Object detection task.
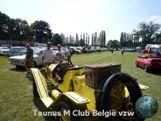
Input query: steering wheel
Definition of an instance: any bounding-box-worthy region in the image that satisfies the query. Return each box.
[58,59,73,67]
[52,59,73,83]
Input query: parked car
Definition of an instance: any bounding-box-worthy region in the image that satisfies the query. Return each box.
[0,47,10,55]
[70,47,82,54]
[8,46,26,57]
[9,47,43,67]
[135,55,161,72]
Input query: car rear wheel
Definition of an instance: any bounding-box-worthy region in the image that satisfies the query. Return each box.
[99,73,144,121]
[135,61,139,67]
[32,76,40,98]
[56,101,79,121]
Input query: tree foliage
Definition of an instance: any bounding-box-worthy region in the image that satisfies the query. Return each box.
[107,40,120,48]
[31,20,52,43]
[0,12,10,40]
[133,21,161,46]
[120,32,133,47]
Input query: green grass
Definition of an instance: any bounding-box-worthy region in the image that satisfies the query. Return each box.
[0,52,161,121]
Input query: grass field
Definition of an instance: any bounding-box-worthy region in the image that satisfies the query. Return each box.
[0,52,161,121]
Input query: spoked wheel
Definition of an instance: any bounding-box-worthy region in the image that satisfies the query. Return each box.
[33,78,40,98]
[56,101,79,121]
[144,65,149,72]
[100,73,144,121]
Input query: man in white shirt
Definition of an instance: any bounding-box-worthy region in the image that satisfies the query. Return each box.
[42,42,53,66]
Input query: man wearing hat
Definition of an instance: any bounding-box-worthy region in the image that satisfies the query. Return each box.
[42,42,53,66]
[25,43,34,75]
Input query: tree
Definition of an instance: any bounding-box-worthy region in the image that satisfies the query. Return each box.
[10,19,29,45]
[0,12,10,40]
[31,20,52,43]
[155,33,161,44]
[79,39,85,46]
[107,40,120,48]
[51,33,63,46]
[133,21,161,46]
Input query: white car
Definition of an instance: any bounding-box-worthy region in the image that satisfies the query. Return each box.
[8,46,27,57]
[0,47,10,55]
[9,47,43,67]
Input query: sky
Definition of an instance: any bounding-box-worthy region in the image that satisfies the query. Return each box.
[0,0,161,40]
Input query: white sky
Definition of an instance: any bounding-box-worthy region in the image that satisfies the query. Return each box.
[0,0,161,40]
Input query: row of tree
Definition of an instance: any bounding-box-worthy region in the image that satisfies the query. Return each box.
[0,12,106,46]
[0,12,161,48]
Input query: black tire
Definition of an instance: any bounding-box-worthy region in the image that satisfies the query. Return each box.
[100,73,144,121]
[32,76,40,98]
[34,61,37,68]
[56,101,79,121]
[144,65,150,72]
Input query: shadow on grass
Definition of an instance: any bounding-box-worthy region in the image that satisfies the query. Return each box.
[33,98,56,121]
[138,67,161,76]
[10,67,26,72]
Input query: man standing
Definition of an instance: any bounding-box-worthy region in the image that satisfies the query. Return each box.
[42,42,53,66]
[25,43,34,75]
[54,44,65,63]
[65,46,72,61]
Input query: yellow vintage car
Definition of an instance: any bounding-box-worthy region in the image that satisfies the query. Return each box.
[31,59,144,121]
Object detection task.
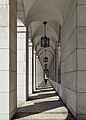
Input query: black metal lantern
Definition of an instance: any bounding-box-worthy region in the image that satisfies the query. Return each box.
[44,69,49,73]
[41,21,50,48]
[43,57,48,62]
[44,64,47,69]
[43,50,48,63]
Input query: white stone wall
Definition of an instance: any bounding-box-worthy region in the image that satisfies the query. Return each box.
[17,19,28,101]
[36,56,44,88]
[28,43,33,95]
[0,0,17,120]
[50,0,86,120]
[77,0,86,120]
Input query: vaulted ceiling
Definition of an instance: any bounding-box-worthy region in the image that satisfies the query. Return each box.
[17,0,71,67]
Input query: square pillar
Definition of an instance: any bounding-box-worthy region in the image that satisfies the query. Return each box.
[28,39,33,95]
[17,19,28,102]
[76,0,86,120]
[0,0,17,120]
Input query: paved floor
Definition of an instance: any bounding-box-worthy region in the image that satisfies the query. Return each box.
[12,83,75,120]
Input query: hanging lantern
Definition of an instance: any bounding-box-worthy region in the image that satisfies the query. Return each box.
[43,57,48,62]
[44,64,47,69]
[44,69,49,73]
[41,21,50,48]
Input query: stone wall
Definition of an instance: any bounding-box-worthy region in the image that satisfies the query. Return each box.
[50,0,86,120]
[36,56,44,88]
[0,0,17,120]
[17,19,28,101]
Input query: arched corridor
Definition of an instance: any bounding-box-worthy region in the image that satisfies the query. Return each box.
[12,82,75,120]
[0,0,86,120]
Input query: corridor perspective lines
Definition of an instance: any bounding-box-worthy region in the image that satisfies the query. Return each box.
[12,82,75,120]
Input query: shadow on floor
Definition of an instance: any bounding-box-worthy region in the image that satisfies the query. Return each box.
[12,82,75,120]
[14,100,67,119]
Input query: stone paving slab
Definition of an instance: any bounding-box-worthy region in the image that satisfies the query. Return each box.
[12,83,75,120]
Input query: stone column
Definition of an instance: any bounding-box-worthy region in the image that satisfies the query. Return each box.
[0,0,17,120]
[28,40,32,95]
[32,45,34,93]
[17,19,28,101]
[32,49,36,92]
[34,50,36,91]
[76,0,86,120]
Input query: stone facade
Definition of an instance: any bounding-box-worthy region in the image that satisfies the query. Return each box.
[0,0,17,120]
[17,19,28,101]
[50,0,86,120]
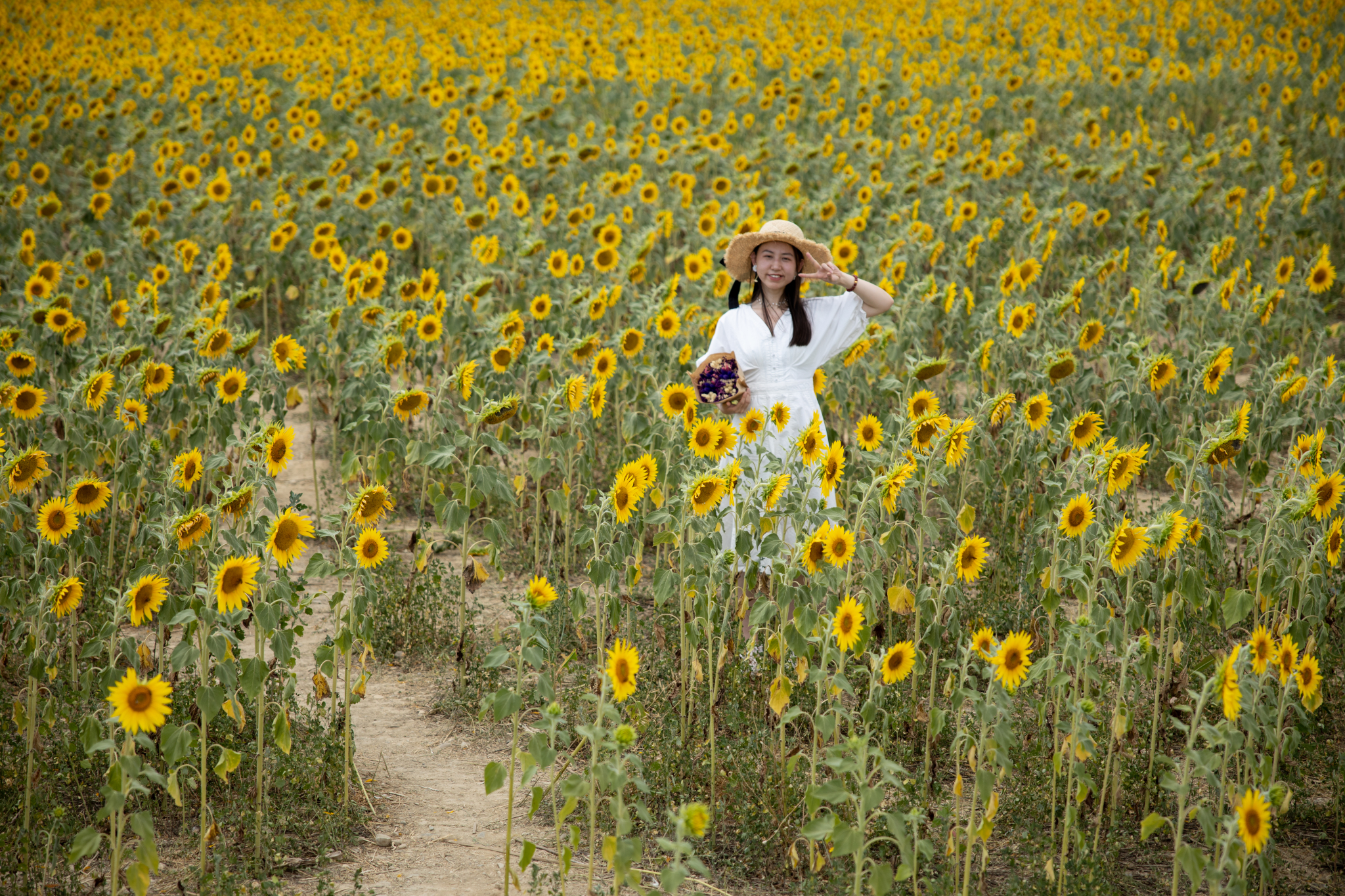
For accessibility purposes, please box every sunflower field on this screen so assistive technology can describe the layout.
[0,0,1345,896]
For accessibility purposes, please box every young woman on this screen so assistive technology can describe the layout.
[697,221,892,572]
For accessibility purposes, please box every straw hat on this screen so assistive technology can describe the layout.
[724,218,831,282]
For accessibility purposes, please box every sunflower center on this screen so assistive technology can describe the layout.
[272,520,299,551]
[127,685,155,712]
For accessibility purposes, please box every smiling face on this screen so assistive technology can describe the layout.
[752,240,799,289]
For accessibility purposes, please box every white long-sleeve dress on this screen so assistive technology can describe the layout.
[697,291,868,572]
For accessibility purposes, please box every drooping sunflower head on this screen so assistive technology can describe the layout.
[831,594,864,650]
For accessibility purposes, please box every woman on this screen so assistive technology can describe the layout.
[697,221,892,572]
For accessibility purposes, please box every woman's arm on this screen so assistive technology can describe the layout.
[799,253,892,317]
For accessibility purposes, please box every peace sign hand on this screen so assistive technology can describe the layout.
[799,253,850,286]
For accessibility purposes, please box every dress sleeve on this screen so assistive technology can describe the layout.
[692,312,737,370]
[807,291,869,367]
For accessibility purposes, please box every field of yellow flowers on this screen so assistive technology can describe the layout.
[0,0,1345,896]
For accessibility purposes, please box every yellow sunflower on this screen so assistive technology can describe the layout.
[215,556,261,612]
[108,669,172,733]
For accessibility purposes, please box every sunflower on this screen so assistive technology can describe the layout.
[1200,345,1233,395]
[127,575,168,626]
[820,442,845,496]
[393,389,429,423]
[1105,442,1149,494]
[1068,411,1103,449]
[108,669,172,735]
[1078,318,1107,352]
[37,497,79,544]
[944,416,977,467]
[688,473,728,516]
[1237,790,1269,853]
[822,525,854,567]
[1158,511,1190,560]
[910,414,952,452]
[4,349,37,379]
[659,383,695,416]
[764,473,789,511]
[1305,255,1336,294]
[1313,470,1345,520]
[831,594,864,650]
[527,576,558,610]
[882,641,916,685]
[607,638,640,702]
[267,508,313,570]
[1147,354,1177,393]
[1057,493,1096,539]
[906,389,939,421]
[215,367,248,404]
[172,449,206,492]
[355,525,387,570]
[1022,393,1050,433]
[267,426,295,477]
[9,385,47,421]
[1271,634,1298,685]
[797,425,827,466]
[51,576,83,619]
[854,414,882,452]
[741,407,765,444]
[4,449,51,494]
[990,631,1032,693]
[1218,645,1243,719]
[215,556,261,612]
[70,475,112,516]
[1107,517,1149,575]
[956,534,990,582]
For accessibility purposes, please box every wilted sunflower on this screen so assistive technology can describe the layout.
[1107,517,1149,575]
[906,389,939,421]
[1147,354,1177,393]
[127,575,168,626]
[607,638,640,702]
[267,426,295,477]
[882,641,916,685]
[1237,790,1269,853]
[1057,493,1096,539]
[990,631,1032,693]
[215,556,261,612]
[688,473,728,516]
[831,594,864,650]
[70,475,112,516]
[393,389,429,423]
[955,534,990,582]
[1068,411,1103,449]
[172,449,206,492]
[173,511,209,551]
[51,576,83,619]
[108,669,172,735]
[37,497,79,544]
[355,526,387,570]
[1022,393,1050,433]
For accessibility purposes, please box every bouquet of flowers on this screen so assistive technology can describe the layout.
[692,352,748,404]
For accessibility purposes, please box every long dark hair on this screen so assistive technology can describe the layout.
[720,246,812,345]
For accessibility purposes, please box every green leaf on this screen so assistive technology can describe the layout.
[485,761,504,794]
[66,828,102,864]
[1139,811,1170,840]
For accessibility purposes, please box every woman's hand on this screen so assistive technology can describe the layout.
[720,388,752,414]
[799,253,854,289]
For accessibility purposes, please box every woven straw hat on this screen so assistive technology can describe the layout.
[724,218,831,282]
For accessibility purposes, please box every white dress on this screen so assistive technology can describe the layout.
[695,291,869,572]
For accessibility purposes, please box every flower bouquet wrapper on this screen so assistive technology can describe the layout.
[692,352,748,404]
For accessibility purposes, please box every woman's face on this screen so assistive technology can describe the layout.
[753,242,799,289]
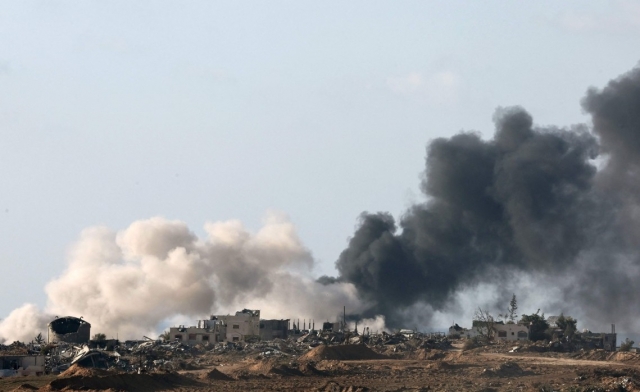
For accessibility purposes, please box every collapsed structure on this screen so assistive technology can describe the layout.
[449,315,618,351]
[49,316,91,344]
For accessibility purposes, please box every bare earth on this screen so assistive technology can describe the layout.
[0,346,640,392]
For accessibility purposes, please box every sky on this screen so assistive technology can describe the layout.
[0,1,640,324]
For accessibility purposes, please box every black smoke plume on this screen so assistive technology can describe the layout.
[322,68,640,327]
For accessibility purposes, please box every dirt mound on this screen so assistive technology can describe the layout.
[12,384,38,392]
[48,373,202,391]
[482,362,525,377]
[247,358,278,374]
[269,364,304,377]
[433,361,455,370]
[317,381,369,392]
[59,364,113,377]
[200,369,233,381]
[300,344,388,361]
[299,363,329,376]
[408,348,447,361]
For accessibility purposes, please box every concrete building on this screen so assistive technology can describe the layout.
[169,309,262,344]
[449,321,529,341]
[260,319,289,340]
[494,324,529,341]
[49,316,91,344]
[0,355,45,378]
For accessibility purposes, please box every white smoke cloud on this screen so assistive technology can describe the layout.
[0,213,362,342]
[0,304,53,343]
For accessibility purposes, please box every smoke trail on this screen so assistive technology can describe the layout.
[0,214,360,341]
[332,69,640,326]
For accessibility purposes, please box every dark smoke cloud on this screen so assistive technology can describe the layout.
[332,65,640,327]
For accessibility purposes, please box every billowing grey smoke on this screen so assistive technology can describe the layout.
[0,214,360,343]
[332,65,640,327]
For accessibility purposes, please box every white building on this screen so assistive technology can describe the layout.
[449,321,529,341]
[494,324,529,341]
[169,309,260,344]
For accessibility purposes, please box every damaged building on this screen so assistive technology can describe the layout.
[49,316,91,344]
[169,309,264,344]
[169,309,289,344]
[260,319,289,340]
[0,355,45,378]
[449,320,529,341]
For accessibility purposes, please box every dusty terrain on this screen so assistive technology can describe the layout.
[0,344,640,392]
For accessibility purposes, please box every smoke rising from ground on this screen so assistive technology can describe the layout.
[0,68,640,341]
[0,214,360,341]
[332,64,640,327]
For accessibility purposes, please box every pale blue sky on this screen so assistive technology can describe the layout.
[0,0,640,317]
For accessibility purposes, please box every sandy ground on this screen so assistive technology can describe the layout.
[0,349,640,392]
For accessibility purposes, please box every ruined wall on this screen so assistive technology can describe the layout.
[260,319,289,340]
[49,316,91,343]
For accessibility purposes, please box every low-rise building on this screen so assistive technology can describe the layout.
[260,319,289,340]
[494,324,529,341]
[169,309,262,344]
[449,320,529,341]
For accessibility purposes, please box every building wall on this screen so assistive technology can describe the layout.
[169,327,225,345]
[49,317,91,343]
[449,324,529,341]
[213,309,260,342]
[260,320,289,340]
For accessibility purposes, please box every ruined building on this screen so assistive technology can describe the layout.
[169,309,289,344]
[49,316,91,343]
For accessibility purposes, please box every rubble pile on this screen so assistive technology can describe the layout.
[0,342,31,355]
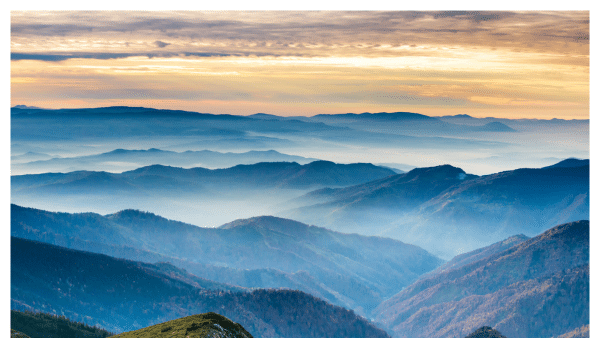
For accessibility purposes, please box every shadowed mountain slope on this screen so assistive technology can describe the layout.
[465,326,506,338]
[10,310,114,338]
[11,237,388,338]
[11,161,395,194]
[280,165,590,258]
[544,158,590,168]
[11,205,442,315]
[375,221,589,338]
[11,148,316,175]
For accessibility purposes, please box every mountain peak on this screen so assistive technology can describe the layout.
[542,157,590,169]
[466,326,506,338]
[219,216,308,230]
[408,164,474,180]
[115,312,252,338]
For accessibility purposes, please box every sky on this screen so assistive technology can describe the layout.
[10,11,590,119]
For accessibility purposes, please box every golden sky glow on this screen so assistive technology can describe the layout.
[11,11,589,119]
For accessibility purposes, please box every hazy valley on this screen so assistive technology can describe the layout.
[11,107,590,338]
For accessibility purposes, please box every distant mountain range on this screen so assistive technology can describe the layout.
[11,205,442,315]
[11,148,317,175]
[281,160,590,258]
[11,237,389,338]
[375,221,590,338]
[11,161,396,196]
[11,107,510,150]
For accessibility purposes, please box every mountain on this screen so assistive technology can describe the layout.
[430,235,529,273]
[279,165,589,258]
[11,148,317,175]
[473,122,517,133]
[10,329,30,338]
[10,310,114,338]
[11,237,389,338]
[544,158,590,169]
[11,161,395,194]
[11,161,395,227]
[465,326,506,338]
[375,221,589,338]
[116,312,253,338]
[11,205,442,315]
[311,112,437,122]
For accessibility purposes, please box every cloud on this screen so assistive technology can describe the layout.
[11,11,589,58]
[10,53,237,62]
[154,40,170,48]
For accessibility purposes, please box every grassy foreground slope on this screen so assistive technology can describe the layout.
[10,310,113,338]
[117,312,253,338]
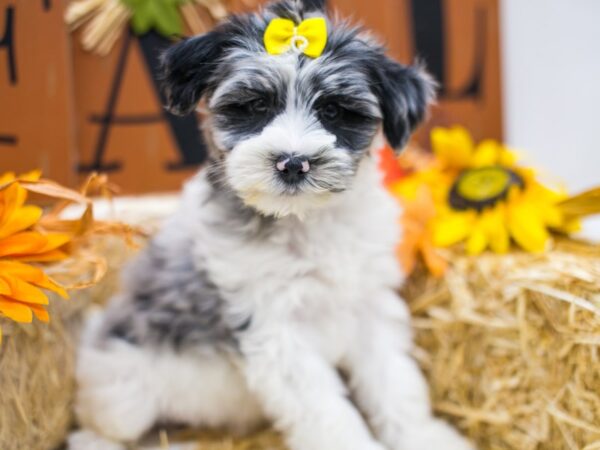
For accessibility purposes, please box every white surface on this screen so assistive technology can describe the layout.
[500,0,600,239]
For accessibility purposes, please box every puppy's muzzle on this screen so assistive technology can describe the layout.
[275,154,310,184]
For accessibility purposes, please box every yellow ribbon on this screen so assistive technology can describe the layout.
[264,17,327,58]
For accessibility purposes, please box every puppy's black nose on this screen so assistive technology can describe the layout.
[275,154,310,184]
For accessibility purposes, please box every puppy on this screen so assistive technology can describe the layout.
[70,0,471,450]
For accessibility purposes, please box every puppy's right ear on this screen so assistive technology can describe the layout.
[161,31,226,115]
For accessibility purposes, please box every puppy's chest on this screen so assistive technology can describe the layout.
[209,213,396,314]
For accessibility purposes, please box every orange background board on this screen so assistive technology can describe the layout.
[330,0,502,147]
[0,0,502,193]
[0,0,77,184]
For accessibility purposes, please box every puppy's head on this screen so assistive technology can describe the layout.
[163,0,434,216]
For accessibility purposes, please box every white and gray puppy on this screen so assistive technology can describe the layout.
[70,0,471,450]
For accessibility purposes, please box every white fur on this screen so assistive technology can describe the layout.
[70,140,471,450]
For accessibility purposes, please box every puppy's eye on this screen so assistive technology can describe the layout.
[249,98,269,114]
[319,103,341,122]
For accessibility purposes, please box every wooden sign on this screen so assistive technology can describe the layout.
[0,0,77,185]
[329,0,502,147]
[0,0,502,193]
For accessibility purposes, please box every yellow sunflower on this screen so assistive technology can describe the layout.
[387,126,584,273]
[431,127,579,255]
[0,172,70,339]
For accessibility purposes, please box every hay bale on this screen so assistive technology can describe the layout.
[0,197,600,450]
[0,237,137,450]
[404,240,600,450]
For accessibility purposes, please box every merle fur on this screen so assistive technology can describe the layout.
[106,0,434,348]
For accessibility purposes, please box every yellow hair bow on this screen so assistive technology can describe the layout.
[264,17,327,58]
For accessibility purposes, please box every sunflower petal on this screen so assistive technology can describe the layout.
[3,275,48,305]
[0,260,69,298]
[472,139,501,167]
[508,203,550,253]
[432,211,475,247]
[0,231,48,257]
[0,205,42,238]
[431,127,474,168]
[421,241,448,277]
[11,250,69,262]
[0,297,33,323]
[30,305,50,323]
[467,226,488,255]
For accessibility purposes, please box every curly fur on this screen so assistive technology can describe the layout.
[70,0,471,450]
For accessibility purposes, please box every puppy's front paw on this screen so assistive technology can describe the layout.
[67,430,125,450]
[392,419,475,450]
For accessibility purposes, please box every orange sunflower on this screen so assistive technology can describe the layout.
[0,171,71,339]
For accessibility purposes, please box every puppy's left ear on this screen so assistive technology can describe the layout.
[375,56,437,152]
[161,30,228,115]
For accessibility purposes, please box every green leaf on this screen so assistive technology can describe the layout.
[121,0,184,37]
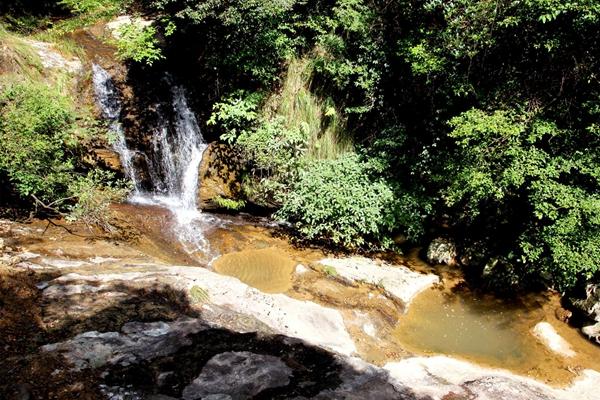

• Exercise instructions
Can you copy the stretch of the records from the line containing "For accessibility purposes, please box every concrete" through the line containing "[169,309,260,344]", both lines included, reproducing each one character for character?

• Complete output
For accessibility purposes, please box every concrete building on this screen so assistive technology can describe the layout.
[169,309,262,344]
[449,321,529,341]
[260,319,289,340]
[494,324,529,341]
[49,316,91,344]
[0,355,45,378]
For accessibility purposes, please box every white smoke cloud on this screen so assistive technology can describe the layout.
[0,213,362,342]
[0,304,53,343]
For accessibility purposes, please box every smoke trail on this screen so assistive technology can describe the layout.
[0,214,360,341]
[332,69,640,326]
For accessibility purposes, please box every dark smoke cloud on this screen so assistive technology can describe the layout.
[332,65,640,327]
For accessibility purposes, please box every billowing grey smoke on this screen so assistive technology can describe the layout.
[0,214,360,343]
[332,65,640,327]
For accessibility purposes, please box every white building on this screen so assistive technology can describe the layout.
[449,321,529,341]
[494,324,529,341]
[169,309,260,344]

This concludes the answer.